§ OPDRACHT: Wil je de regels hieronder bewerken door overal "tyre" te vervangen door "tire" en de rest ongewijzigd te laten? Neem de afbeeldingen niet op in je antwoord.

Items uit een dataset
'''

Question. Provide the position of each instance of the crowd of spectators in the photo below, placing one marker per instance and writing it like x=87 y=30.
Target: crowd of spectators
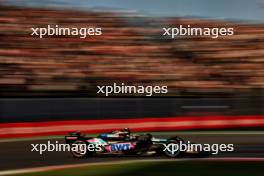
x=131 y=50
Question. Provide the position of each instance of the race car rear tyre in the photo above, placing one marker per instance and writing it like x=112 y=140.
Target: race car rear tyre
x=78 y=149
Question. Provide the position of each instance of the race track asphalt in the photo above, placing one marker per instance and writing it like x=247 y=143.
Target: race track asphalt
x=18 y=155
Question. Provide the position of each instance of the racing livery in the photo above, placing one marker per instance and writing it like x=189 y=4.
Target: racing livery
x=123 y=142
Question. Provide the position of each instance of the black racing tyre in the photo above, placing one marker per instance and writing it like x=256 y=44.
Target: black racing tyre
x=81 y=150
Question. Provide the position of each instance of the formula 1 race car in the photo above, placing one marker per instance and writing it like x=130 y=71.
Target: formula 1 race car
x=123 y=142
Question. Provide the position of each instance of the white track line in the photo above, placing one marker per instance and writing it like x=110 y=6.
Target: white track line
x=59 y=167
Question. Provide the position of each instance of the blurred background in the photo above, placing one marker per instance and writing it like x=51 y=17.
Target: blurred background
x=48 y=85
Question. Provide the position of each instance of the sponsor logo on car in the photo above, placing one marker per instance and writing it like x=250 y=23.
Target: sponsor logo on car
x=120 y=146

'''

§ UITGEWERKTE OPLOSSING:
Question. Provide the position of each instance of the crowd of spectators in the photo below, placing one marker per instance and writing it like x=87 y=30.
Target: crowd of spectators
x=131 y=50
Question. Provide the position of each instance of the race car rear tire in the photo above, placing one marker per instance and writing it like x=112 y=140.
Target: race car rear tire
x=78 y=149
Question. Provide the position of each instance of the race track asphalt in the photo above, placing one marker per instance and writing it like x=247 y=143.
Target: race track asphalt
x=18 y=155
Question. Provide the position of each instance of the racing livery in the photo above, placing one marker per instance and writing it like x=189 y=4.
Target: racing livery
x=123 y=142
Question. Provide the position of each instance of the black racing tire in the photo above, placing one marker per instance and writing it like x=256 y=44.
Target: black racing tire
x=81 y=150
Question. Provide the position of each instance of the formula 1 race car in the photo above, placing one marker per instance and writing it like x=130 y=71.
Target: formula 1 race car
x=123 y=142
Question. Provide the position of each instance of the white track line in the photo above, placing one marker per instance and writing it like x=110 y=6.
Target: white track line
x=59 y=167
Question. Provide the position of each instance of the blurred background in the photo above, placing one marker per instance and writing it like x=51 y=17.
Target: blurred background
x=48 y=85
Question. Provide the position of each instance of the sponsor logo on car in the photo above, placing one marker per instance and writing it like x=250 y=23.
Target: sponsor logo on car
x=120 y=146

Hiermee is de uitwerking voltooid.